Format every line of the listing below as a Markdown table with two columns, No. and Line. Number the rows in order and leave out blank lines.
---- Data rows
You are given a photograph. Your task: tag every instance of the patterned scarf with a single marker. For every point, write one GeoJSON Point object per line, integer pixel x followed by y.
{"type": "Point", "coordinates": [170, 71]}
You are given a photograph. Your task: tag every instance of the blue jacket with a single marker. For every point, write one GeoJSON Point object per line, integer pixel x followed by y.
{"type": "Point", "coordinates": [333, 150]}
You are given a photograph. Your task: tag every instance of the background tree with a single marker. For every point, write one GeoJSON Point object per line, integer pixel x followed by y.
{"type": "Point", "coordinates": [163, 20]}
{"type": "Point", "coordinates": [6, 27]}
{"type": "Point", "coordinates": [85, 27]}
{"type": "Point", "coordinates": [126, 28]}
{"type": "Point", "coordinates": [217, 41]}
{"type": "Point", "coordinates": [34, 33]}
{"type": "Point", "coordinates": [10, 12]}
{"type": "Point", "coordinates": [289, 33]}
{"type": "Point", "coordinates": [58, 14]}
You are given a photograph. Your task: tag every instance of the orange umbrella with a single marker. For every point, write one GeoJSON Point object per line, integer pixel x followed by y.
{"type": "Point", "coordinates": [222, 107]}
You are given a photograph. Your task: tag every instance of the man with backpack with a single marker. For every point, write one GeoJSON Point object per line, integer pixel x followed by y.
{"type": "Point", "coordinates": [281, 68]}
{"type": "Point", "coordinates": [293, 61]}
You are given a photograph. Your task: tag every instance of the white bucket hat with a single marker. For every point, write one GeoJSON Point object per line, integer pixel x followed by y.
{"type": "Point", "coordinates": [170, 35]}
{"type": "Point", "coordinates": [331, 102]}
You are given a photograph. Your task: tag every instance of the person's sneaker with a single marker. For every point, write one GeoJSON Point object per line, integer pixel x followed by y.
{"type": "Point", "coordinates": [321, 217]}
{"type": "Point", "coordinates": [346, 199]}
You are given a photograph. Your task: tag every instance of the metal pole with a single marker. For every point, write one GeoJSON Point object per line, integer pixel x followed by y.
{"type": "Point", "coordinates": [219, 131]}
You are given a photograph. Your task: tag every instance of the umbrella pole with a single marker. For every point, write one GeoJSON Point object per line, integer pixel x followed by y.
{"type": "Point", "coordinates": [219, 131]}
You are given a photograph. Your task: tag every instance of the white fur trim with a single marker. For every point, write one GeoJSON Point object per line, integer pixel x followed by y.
--------
**The output:**
| No. | Line |
|---|---|
| 1 | You are given a photograph. Your task: tag every instance of the patterned scarf with a single marker. For every point, write one GeoJSON Point object per line, integer pixel x followed by y. |
| 2 | {"type": "Point", "coordinates": [170, 71]} |
| 3 | You are given a photograph. Your task: tag every instance of the blue jacket with a single marker. For every point, write one GeoJSON Point object per line, integer pixel x followed by y. |
| 4 | {"type": "Point", "coordinates": [333, 150]} |
| 5 | You are given a photograph. Your task: tag every instance of the background tree with a single marker. For every point, write one GeoJSON Point object per line, integer pixel x followed by y. |
| 6 | {"type": "Point", "coordinates": [163, 20]} |
| 7 | {"type": "Point", "coordinates": [6, 27]} |
| 8 | {"type": "Point", "coordinates": [85, 27]} |
| 9 | {"type": "Point", "coordinates": [126, 28]} |
| 10 | {"type": "Point", "coordinates": [217, 41]} |
| 11 | {"type": "Point", "coordinates": [34, 33]} |
| 12 | {"type": "Point", "coordinates": [10, 12]} |
| 13 | {"type": "Point", "coordinates": [289, 33]} |
| 14 | {"type": "Point", "coordinates": [58, 14]} |
| 15 | You are given a photograph. Your task: tag every instance of the orange umbrella with a single marker. For every point, write one GeoJSON Point object per line, integer pixel x followed by y. |
| 16 | {"type": "Point", "coordinates": [222, 107]} |
| 17 | You are given a photograph. Your task: tag every instance of the man with backpack with a single marker. For every point, write one GeoJSON Point object per line, integer pixel x followed by y. |
| 18 | {"type": "Point", "coordinates": [281, 68]} |
| 19 | {"type": "Point", "coordinates": [293, 61]} |
| 20 | You are given a photograph. Your task: tag every instance of the white bucket hat with a single marker. For every point, write one GeoJSON Point object per line, integer pixel x followed by y. |
| 21 | {"type": "Point", "coordinates": [170, 35]} |
| 22 | {"type": "Point", "coordinates": [331, 102]} |
| 23 | You are given a photograph. Your task: tag every instance of the person's sneaker with a single marker. For every point, write one GeoJSON Point object per line, integer pixel x followed by y. |
| 24 | {"type": "Point", "coordinates": [321, 217]} |
| 25 | {"type": "Point", "coordinates": [346, 199]} |
| 26 | You are given a photograph. Your task: tag every instance of the metal pole with a single marker. For every point, write one GeoJSON Point object per line, integer pixel x followed by y. |
| 27 | {"type": "Point", "coordinates": [219, 131]} |
| 28 | You are given a photograph. Your task: tag every instance of the umbrella pole with a single marker. For every point, write one GeoJSON Point object per line, integer pixel x followed by y. |
| 29 | {"type": "Point", "coordinates": [219, 131]} |
| 30 | You are given a photograph. Your task: tag every instance of the white fur trim with a single marker. For every point, write one GeoJSON Point object per line, integer pixel x followed by y. |